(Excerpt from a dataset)

==================================================

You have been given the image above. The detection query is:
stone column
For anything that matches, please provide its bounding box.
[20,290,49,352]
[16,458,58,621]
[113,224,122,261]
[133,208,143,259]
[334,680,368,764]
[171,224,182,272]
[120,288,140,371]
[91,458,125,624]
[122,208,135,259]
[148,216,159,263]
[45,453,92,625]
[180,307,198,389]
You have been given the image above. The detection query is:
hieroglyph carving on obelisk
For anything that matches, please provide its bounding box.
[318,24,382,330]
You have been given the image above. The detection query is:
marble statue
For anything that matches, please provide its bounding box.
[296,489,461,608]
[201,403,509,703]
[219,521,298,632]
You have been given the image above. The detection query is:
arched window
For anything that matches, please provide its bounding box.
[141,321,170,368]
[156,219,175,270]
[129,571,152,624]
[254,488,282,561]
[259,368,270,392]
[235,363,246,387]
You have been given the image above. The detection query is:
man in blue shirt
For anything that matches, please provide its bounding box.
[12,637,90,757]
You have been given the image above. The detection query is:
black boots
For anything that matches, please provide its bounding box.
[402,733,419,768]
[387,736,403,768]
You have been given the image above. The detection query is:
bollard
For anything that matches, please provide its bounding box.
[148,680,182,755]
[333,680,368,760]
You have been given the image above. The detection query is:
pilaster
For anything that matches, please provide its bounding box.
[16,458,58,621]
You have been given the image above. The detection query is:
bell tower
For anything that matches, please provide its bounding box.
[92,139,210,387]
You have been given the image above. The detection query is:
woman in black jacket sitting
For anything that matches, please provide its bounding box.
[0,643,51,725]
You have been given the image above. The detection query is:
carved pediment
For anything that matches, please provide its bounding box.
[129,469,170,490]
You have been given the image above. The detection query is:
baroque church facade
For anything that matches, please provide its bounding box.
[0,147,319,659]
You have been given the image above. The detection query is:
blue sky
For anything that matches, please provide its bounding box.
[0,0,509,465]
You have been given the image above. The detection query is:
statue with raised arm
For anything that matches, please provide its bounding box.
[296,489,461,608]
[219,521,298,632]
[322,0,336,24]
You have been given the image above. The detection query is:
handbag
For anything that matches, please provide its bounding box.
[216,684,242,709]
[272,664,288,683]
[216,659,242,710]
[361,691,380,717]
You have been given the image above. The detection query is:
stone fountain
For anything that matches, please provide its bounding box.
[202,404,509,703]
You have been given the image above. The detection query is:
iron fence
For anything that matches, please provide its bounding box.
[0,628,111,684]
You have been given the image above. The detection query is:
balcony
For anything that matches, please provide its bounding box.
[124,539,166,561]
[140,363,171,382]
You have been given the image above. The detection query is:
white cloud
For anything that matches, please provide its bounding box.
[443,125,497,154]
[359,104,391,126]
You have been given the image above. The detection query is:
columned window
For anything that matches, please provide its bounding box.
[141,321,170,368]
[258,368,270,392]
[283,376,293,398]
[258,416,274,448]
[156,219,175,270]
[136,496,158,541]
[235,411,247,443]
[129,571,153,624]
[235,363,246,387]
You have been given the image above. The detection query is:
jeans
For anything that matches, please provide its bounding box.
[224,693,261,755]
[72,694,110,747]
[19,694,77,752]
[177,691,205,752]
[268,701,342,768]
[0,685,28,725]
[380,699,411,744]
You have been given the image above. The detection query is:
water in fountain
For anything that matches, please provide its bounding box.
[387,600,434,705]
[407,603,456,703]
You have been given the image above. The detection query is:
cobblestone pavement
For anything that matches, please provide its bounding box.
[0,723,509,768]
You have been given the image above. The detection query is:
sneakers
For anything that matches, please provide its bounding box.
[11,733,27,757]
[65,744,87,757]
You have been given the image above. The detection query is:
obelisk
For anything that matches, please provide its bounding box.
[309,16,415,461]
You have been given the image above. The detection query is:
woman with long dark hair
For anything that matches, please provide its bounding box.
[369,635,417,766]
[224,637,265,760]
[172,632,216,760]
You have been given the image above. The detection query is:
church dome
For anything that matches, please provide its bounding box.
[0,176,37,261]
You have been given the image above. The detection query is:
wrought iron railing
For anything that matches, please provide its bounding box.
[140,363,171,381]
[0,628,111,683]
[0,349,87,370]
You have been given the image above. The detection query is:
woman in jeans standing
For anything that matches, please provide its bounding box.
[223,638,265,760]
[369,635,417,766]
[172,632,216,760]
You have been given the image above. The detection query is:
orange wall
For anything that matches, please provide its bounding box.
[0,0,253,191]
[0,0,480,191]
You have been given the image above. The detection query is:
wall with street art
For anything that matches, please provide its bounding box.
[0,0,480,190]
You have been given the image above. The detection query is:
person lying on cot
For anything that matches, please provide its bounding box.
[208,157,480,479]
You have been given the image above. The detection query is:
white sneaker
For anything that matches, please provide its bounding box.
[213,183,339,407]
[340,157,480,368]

==================================================

PROBLEM STATEMENT | Return each line of the data above that contains the word "obelisk".

ANSWER TO THIS TASK |
hieroglyph carving on obelisk
obelisk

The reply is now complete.